'''

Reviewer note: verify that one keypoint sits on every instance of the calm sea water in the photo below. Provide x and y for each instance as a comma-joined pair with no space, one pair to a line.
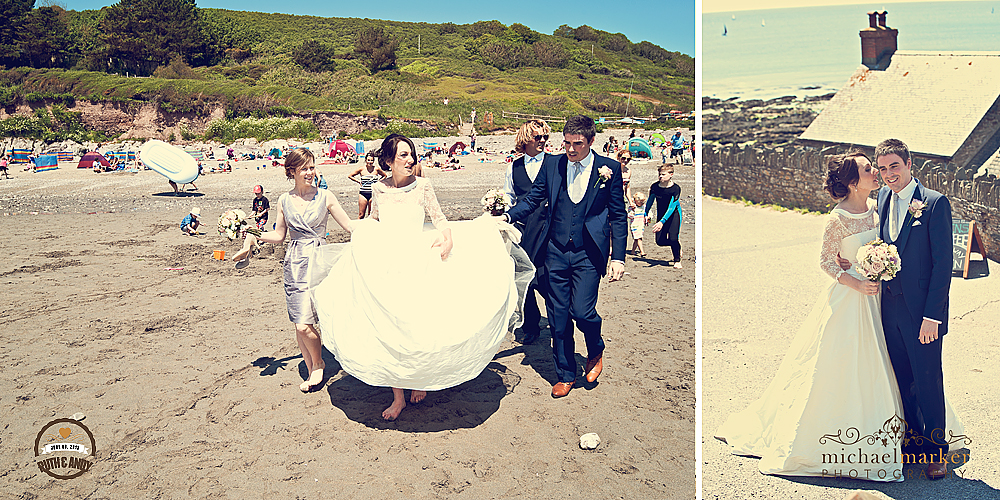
814,50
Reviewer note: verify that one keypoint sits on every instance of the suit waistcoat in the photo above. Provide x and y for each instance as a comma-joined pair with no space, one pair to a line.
568,219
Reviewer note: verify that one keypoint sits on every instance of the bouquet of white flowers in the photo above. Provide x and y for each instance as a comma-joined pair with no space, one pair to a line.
234,224
878,260
496,202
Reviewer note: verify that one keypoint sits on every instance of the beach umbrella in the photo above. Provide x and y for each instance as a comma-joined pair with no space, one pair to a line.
338,146
88,160
639,147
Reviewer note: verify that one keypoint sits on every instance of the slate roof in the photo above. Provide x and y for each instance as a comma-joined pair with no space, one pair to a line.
931,100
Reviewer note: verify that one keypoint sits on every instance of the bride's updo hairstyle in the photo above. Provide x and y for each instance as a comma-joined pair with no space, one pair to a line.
387,152
297,158
842,172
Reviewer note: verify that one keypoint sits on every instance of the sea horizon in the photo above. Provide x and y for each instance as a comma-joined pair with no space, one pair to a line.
811,51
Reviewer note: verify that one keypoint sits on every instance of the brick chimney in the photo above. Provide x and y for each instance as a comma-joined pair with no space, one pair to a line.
878,42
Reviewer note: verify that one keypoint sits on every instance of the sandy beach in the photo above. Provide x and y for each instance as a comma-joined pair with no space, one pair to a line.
187,370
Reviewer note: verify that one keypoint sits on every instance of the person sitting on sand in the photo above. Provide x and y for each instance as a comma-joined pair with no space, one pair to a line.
190,222
260,207
366,177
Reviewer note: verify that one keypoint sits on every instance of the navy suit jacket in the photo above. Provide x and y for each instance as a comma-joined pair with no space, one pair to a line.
924,246
607,218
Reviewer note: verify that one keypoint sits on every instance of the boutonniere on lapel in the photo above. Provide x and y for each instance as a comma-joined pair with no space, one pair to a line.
603,176
916,208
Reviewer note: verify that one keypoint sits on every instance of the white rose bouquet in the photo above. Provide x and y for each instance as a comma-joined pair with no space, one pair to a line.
878,260
496,202
234,224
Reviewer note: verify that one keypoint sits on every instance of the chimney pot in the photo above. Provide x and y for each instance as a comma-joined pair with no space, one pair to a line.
878,42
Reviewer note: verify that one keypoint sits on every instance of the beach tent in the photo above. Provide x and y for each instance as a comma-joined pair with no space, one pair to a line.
18,155
46,162
88,160
338,146
639,147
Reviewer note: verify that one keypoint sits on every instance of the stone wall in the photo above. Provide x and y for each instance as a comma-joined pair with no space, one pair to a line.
793,177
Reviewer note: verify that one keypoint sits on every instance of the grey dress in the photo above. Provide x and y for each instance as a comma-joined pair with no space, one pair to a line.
308,231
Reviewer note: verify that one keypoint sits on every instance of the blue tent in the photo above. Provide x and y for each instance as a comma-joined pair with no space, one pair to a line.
639,148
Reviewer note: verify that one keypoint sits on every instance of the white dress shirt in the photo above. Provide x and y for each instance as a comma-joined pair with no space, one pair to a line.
532,164
578,176
899,206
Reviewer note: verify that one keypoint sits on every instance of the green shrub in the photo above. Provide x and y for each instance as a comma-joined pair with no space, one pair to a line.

'''

EXERCISE INSTRUCTIONS:
Begin at the line containing "of the blue" and reproduce each line through the end of the records above.

RESPONSE:
Reviewer note: verify that one keypoint sits on every instance of the blue tent in the photo above. Provide x and y for each instance as a comma-joined pair with no space, one pair to a line.
639,148
Reviewer note: verify that one keypoint sits on every instance of the white dress shirt in the photo above. Provide x and y for each instance as a comma-joined pair with no space, one pair to a line.
532,164
578,176
899,206
Reviewer note: verify that one keypoint sits on every instance of the green shrub in the photo above. Provide x and y for each instance as a comma-joined pair with no space, one pair to a line.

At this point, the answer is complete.